CIE AS/A Level Chemistry 12.1 Nitrogen and sulfur Study Notes- 2025-2027 Syllabus
CIE AS/A Level Chemistry 12.1 Nitrogen and sulfur Study Notes – New Syllabus
CIE AS/A Level Chemistry 12.1 Nitrogen and sulfur Study Notes at IITian Academy focus on specific topic and type of questions asked in actual exam. Study Notes focus on AS/A Level Chemistry latest syllabus with Candidates should be able to:
explain the low reactivity of nitrogen due to strong triple bond and non-polarity
describe:
(a) basicity of ammonia
(b) formation and structure of NH₄⁺
(c) displacement of ammonia from ammonium saltsdescribe sources of nitrogen oxides and their catalytic removal
understand formation of peroxyacetyl nitrate (PAN) in photochemical smog
describe the role of NO and NO₂ in acid rain formation
Lack of Reactivity of Nitrogen
Nitrogen is a Group 15 element that exists as a simple diatomic molecule, \( \mathrm{N_2} \), under normal conditions. Despite nitrogen being abundant in the atmosphere, it is largely unreactive. This lack of reactivity can be explained by the strength of the triple bond and the non-polar nature of the molecule.
Structure of the Nitrogen Molecule
\( \mathrm{N \equiv N} \)
The two nitrogen atoms are joined by a triple covalent bond, consisting of one sigma bond and two pi bonds.
Triple Bond Strength
- The \( \mathrm{N \equiv N} \) triple bond has a very high bond enthalpy
- This is due to strong overlap of small nitrogen \( 2p \) orbitals
- The nuclei are very close together, producing a strong electrostatic attraction
- A large amount of energy is required to break the triple bond
Because breaking the \( \mathrm{N \equiv N} \) bond requires so much energy, most reactions involving nitrogen have a very high activation energy. As a result, nitrogen reacts only under extreme conditions, such as high temperature, high pressure, or in the presence of a catalyst.
Lack of Polarity
The nitrogen molecule is non-polar:
- Both atoms in \( \mathrm{N_2} \) are identical
- The electronegativity difference between the atoms is zero
- There is no permanent dipole
As a result, nitrogen experiences only weak instantaneous dipole–induced dipole forces. It does not readily interact with polar molecules or ions, further reducing its reactivity.
Overall Explanation
Nitrogen is unreactive because the \( \mathrm{N \equiv N} \) triple bond is extremely strong and requires a large amount of energy to break. In addition, the molecule is non-polar and does not strongly attract reactants. These factors together explain why nitrogen shows very low reactivity under normal conditions.
Example
State one reason why nitrogen is unreactive.
▶️ Answer / Explanation
Nitrogen contains a very strong triple bond that requires a large amount of energy to break.
Example
Explain why nitrogen molecules have a high activation energy for reaction.

**SHORT PROBLEM 1**
Repeat the part of the nitrogen study notes between "Overall Explanation" and "nitrogen is unreactive.", inclusive, word for word.
**SHORT PROBLEM 2**
According to the nitrogen study notes, under which conditions does nitrogen react? List every one they name.
**SHORT PROBLEM 3**
Answer these questions from the nitrogen study notes.
(a) Which group of the periodic table is nitrogen in?
(b) How many sigma bonds and how many pi bonds make up the triple bond in the nitrogen molecule?
(c) What is the electronegativity difference between the two atoms in N₂?
The records that come next are separate material and are not part of the nitrogen study notes.

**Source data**

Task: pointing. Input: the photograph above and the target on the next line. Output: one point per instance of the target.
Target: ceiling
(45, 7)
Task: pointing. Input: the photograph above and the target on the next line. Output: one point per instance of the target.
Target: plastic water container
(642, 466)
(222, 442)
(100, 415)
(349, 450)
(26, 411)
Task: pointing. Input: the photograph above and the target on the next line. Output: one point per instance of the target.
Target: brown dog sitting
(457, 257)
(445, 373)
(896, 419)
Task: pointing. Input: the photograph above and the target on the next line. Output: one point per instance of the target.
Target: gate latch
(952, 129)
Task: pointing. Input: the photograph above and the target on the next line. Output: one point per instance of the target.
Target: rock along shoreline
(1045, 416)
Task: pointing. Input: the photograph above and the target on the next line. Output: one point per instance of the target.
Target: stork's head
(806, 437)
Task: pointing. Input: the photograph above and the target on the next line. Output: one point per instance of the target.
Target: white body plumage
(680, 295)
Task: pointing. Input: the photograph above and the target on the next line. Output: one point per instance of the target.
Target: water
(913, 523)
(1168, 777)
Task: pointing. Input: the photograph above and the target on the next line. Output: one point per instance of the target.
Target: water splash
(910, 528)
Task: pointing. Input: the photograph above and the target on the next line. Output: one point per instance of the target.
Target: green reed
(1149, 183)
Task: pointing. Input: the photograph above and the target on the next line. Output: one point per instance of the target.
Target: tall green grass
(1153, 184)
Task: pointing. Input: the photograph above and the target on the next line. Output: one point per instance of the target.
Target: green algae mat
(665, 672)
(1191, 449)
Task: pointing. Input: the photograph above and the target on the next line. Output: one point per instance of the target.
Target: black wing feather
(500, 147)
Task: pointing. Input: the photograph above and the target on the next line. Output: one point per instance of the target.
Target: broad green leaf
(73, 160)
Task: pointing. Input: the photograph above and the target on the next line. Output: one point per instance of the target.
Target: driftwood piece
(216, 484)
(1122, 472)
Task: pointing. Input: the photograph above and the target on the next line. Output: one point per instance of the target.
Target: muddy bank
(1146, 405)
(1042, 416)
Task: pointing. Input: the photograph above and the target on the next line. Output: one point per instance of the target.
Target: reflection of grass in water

**TASK SOLUTION 1**
Overall Explanation
Nitrogen is unreactive because the \( \mathrm{N \equiv N} \) triple bond is extremely strong and requires a large amount of energy to break. In addition, the molecule is non-polar and does not strongly attract reactants. These factors together explain why nitrogen shows very low reactivity under normal conditions.
Example
State one reason why nitrogen is unreactive.

**TASK SOLUTION 2**
- High temperature
- High pressure
- The presence of a catalyst

**TASK SOLUTION 3**
(a) Group 15
(b) One sigma bond and two pi bonds
(c) Zero